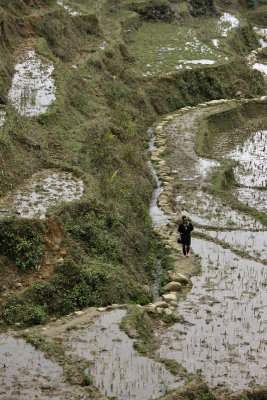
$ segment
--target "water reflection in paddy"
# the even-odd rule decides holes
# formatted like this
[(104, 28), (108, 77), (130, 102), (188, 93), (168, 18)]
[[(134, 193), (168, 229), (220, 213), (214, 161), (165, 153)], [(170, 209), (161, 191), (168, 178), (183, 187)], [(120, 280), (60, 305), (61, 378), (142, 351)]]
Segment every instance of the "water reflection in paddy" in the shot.
[(187, 324), (161, 332), (160, 355), (201, 372), (212, 386), (266, 383), (266, 267), (200, 239), (193, 249), (202, 274), (178, 307)]
[(89, 373), (94, 385), (119, 400), (149, 400), (163, 395), (166, 388), (182, 385), (162, 364), (133, 349), (134, 341), (119, 328), (125, 313), (105, 312), (93, 326), (71, 331), (63, 338), (70, 353), (93, 362)]

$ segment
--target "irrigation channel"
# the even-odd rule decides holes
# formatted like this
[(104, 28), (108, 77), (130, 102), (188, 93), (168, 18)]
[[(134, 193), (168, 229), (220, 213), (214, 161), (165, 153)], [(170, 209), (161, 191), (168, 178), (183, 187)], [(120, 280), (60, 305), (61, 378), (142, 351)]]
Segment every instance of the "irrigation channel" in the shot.
[[(220, 167), (220, 161), (197, 156), (194, 152), (194, 127), (201, 115), (223, 107), (228, 107), (228, 104), (211, 102), (185, 108), (155, 128), (157, 138), (152, 130), (149, 131), (152, 135), (151, 159), (158, 163), (156, 169), (149, 163), (157, 182), (150, 211), (155, 229), (167, 235), (170, 243), (173, 239), (172, 243), (175, 243), (177, 214), (181, 211), (200, 226), (196, 231), (209, 237), (209, 240), (193, 238), (192, 247), (200, 256), (201, 273), (191, 277), (192, 289), (187, 296), (183, 296), (178, 304), (172, 302), (172, 312), (182, 315), (183, 322), (168, 328), (164, 325), (156, 331), (160, 343), (158, 355), (177, 361), (189, 373), (200, 374), (213, 389), (220, 387), (222, 391), (233, 391), (233, 388), (246, 389), (266, 383), (264, 264), (267, 234), (260, 222), (232, 210), (222, 200), (203, 190), (212, 170)], [(173, 169), (167, 167), (160, 157), (167, 138), (172, 143), (169, 163)], [(235, 174), (237, 180), (244, 180), (249, 165), (245, 183), (249, 182), (250, 191), (245, 197), (241, 196), (241, 200), (247, 201), (247, 196), (252, 193), (252, 206), (253, 190), (259, 190), (259, 182), (265, 184), (261, 179), (264, 174), (266, 176), (264, 146), (266, 131), (252, 132), (243, 144), (239, 143), (234, 151), (224, 155), (235, 157), (240, 152), (243, 154), (243, 168), (240, 169), (242, 164), (239, 164)], [(183, 156), (184, 152), (187, 157)], [(169, 179), (171, 174), (179, 176), (186, 190), (178, 194), (171, 190), (175, 183), (175, 179)], [(257, 189), (253, 189), (252, 181)], [(171, 212), (168, 199), (173, 196), (176, 209), (174, 207)], [(42, 202), (42, 196), (38, 201)], [(262, 201), (257, 199), (255, 206), (264, 207), (263, 196)], [(191, 259), (183, 260), (177, 245), (173, 247), (178, 271), (185, 272)], [(244, 255), (237, 255), (237, 250), (242, 250)], [(172, 375), (163, 364), (141, 356), (134, 349), (135, 339), (120, 330), (126, 310), (127, 305), (115, 305), (81, 311), (44, 328), (34, 328), (32, 333), (38, 333), (52, 343), (63, 344), (69, 356), (86, 360), (90, 365), (86, 373), (101, 393), (100, 399), (108, 396), (119, 400), (149, 400), (161, 397), (166, 390), (183, 386), (185, 374)], [(63, 367), (46, 359), (41, 351), (21, 338), (2, 335), (0, 354), (4, 365), (0, 372), (1, 399), (34, 399), (36, 396), (43, 399), (88, 398), (82, 387), (73, 387), (66, 382)]]
[[(64, 6), (61, 1), (58, 4)], [(43, 64), (31, 43), (27, 46), (15, 67), (9, 98), (20, 114), (31, 117), (45, 113), (55, 101), (55, 86), (53, 65)], [(257, 102), (266, 103), (266, 99)], [(212, 389), (220, 388), (221, 392), (266, 384), (266, 228), (208, 193), (205, 187), (224, 160), (237, 160), (234, 173), (239, 186), (232, 195), (266, 212), (267, 128), (250, 129), (249, 133), (244, 128), (245, 134), (235, 140), (231, 150), (229, 137), (235, 135), (221, 135), (214, 158), (202, 158), (195, 152), (199, 118), (239, 103), (242, 101), (219, 100), (186, 107), (148, 131), (148, 165), (157, 185), (151, 218), (155, 230), (172, 248), (176, 274), (187, 275), (179, 275), (176, 286), (190, 277), (192, 288), (186, 296), (180, 296), (179, 303), (180, 289), (159, 302), (159, 262), (154, 286), (157, 302), (143, 309), (183, 317), (182, 323), (157, 328), (158, 357), (177, 361), (188, 373), (199, 374)], [(0, 127), (4, 122), (5, 111), (0, 111)], [(162, 156), (166, 149), (165, 160)], [(82, 180), (71, 173), (41, 171), (1, 199), (0, 216), (16, 213), (24, 218), (45, 218), (50, 206), (79, 199), (83, 190)], [(182, 214), (191, 217), (198, 232), (192, 240), (195, 256), (186, 260), (176, 243)], [(190, 269), (196, 259), (201, 266), (198, 275)], [(162, 363), (140, 355), (134, 349), (135, 339), (120, 330), (127, 308), (113, 305), (78, 311), (45, 327), (28, 330), (50, 344), (64, 345), (69, 357), (88, 363), (85, 373), (92, 377), (99, 395), (92, 397), (85, 388), (71, 385), (63, 360), (59, 363), (46, 358), (42, 351), (10, 333), (0, 336), (0, 399), (104, 400), (108, 396), (150, 400), (183, 386), (186, 373), (173, 375)]]

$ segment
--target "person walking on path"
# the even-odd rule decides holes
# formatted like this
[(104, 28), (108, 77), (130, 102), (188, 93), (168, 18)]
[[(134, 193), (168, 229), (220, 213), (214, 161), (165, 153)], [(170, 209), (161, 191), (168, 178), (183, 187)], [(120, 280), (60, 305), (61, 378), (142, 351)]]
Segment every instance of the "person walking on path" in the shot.
[(182, 223), (178, 227), (181, 243), (183, 245), (184, 258), (189, 257), (189, 250), (191, 244), (191, 232), (194, 230), (191, 221), (188, 221), (185, 215), (182, 216)]

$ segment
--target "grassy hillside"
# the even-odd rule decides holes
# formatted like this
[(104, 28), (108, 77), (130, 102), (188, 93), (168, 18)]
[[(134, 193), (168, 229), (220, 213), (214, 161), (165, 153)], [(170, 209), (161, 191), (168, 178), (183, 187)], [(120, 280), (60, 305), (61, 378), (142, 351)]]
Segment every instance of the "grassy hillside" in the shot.
[[(264, 93), (260, 73), (240, 57), (257, 47), (249, 27), (246, 37), (252, 39), (245, 44), (242, 30), (233, 33), (243, 45), (229, 62), (142, 76), (130, 41), (144, 23), (138, 11), (143, 3), (66, 1), (78, 13), (70, 15), (53, 0), (0, 2), (0, 102), (6, 112), (1, 194), (46, 168), (71, 171), (85, 183), (82, 199), (54, 207), (52, 219), (1, 219), (0, 294), (7, 324), (41, 323), (91, 305), (149, 302), (144, 285), (153, 281), (157, 258), (168, 260), (148, 212), (153, 181), (147, 128), (158, 115), (185, 105), (239, 91)], [(173, 3), (154, 3), (158, 20), (165, 20), (161, 16)], [(178, 14), (171, 14), (175, 24)], [(53, 62), (56, 84), (56, 101), (32, 118), (8, 100), (14, 65), (29, 43)]]

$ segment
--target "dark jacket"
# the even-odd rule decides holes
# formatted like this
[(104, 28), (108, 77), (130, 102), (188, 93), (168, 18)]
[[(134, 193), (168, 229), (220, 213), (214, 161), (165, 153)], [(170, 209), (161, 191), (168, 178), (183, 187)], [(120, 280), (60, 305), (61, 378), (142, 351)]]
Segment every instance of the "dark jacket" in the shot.
[(183, 223), (181, 223), (178, 227), (178, 232), (181, 234), (181, 241), (183, 244), (190, 245), (191, 242), (191, 232), (194, 230), (191, 222), (185, 227)]

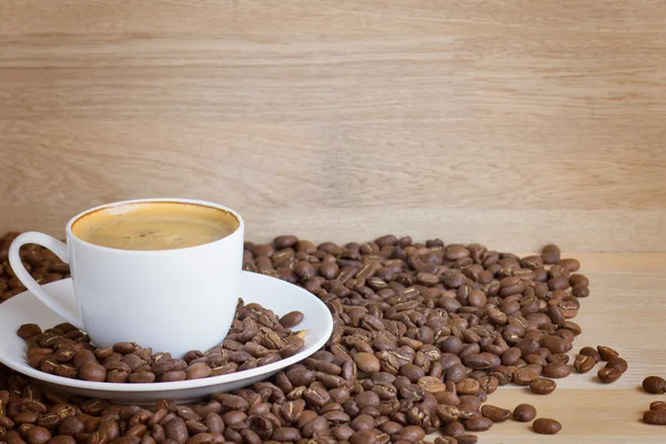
□ □ □ □ □ □ □
### GOAL OF THE EXERCISE
Reproduce the listing word for word, from its start through the line with "353), (93, 362)]", including that line. Leave out the pictures.

### WRITTEN ANSWER
$ segment
--target "water reflection in paddy"
# the even-odd rule decides holes
# formatted like this
[(104, 28), (108, 77), (130, 102), (188, 93), (168, 18)]
[[(134, 193), (168, 229), (220, 213), (214, 161), (165, 153)], [(170, 209), (161, 191), (168, 178), (183, 187)], [(120, 280), (60, 305), (61, 378), (142, 351)]]
Segment every instance of the "water reflection in paddy" in the shot.
[(187, 324), (161, 332), (160, 355), (201, 372), (212, 386), (266, 383), (266, 267), (200, 239), (193, 249), (202, 274), (178, 307)]
[(89, 373), (94, 385), (119, 400), (149, 400), (163, 395), (166, 388), (182, 385), (162, 364), (133, 349), (134, 341), (119, 328), (125, 313), (105, 312), (93, 326), (71, 331), (63, 338), (70, 353), (93, 362)]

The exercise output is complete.